Stored entries
|---|

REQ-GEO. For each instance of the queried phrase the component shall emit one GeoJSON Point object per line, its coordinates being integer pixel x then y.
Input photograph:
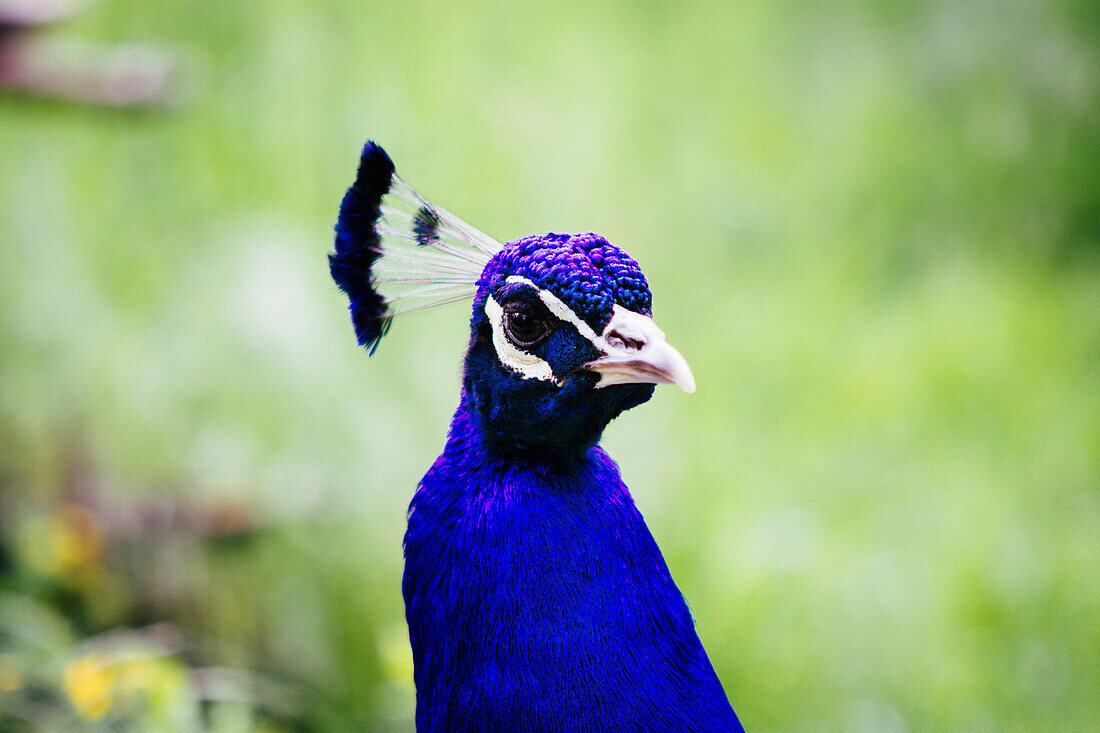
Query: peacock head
{"type": "Point", "coordinates": [562, 341]}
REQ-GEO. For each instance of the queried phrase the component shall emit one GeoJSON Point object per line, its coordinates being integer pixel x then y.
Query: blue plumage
{"type": "Point", "coordinates": [536, 597]}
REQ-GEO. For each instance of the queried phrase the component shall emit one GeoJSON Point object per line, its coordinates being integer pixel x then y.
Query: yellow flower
{"type": "Point", "coordinates": [89, 681]}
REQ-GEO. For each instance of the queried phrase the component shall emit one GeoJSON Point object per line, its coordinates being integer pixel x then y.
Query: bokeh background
{"type": "Point", "coordinates": [872, 228]}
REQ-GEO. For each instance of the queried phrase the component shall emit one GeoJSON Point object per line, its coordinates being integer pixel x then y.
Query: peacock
{"type": "Point", "coordinates": [536, 597]}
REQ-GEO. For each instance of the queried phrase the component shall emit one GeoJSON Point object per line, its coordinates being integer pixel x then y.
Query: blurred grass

|---|

_WHAT YOU ARE ASKED TO DO_
Reproduce each of the items above line for line, omitting the pictures.

_EXPECTED ANSWER_
REQ-GEO. For each instance of the queried phrase the component shall emit one GeoJSON Point object per line, its coordinates being integer pixel x then y.
Input photograph:
Query: peacock head
{"type": "Point", "coordinates": [562, 341]}
REQ-GEO. For each instance of the queried phrase the component shall emit one GeoJSON Point object per line, its coordinates being integer pixel x then y.
Query: blue plumage
{"type": "Point", "coordinates": [536, 597]}
REQ-GEO. For each instance of the queried phrase the component shall emit one GeoJSON Point object per line, its coordinates being integer pixel x then y.
Query: yellow flower
{"type": "Point", "coordinates": [89, 681]}
REQ-GEO. For each instance of the queried phrase the component shall emit one GeoJSON Point object per line, its coordinates being integer pixel x then y.
Query: bokeh background
{"type": "Point", "coordinates": [872, 228]}
REQ-GEO. For each instance of the queried phrase the component shall emit one GeoJSON Point object per line, its coordinates being integer pixel x then y.
Query: peacock
{"type": "Point", "coordinates": [536, 597]}
REQ-GEO. For each instance of the queried phrase the component shall emit one GeoJSON Point object per line, its coordinates being integer pixel x then y.
Query: blurred grass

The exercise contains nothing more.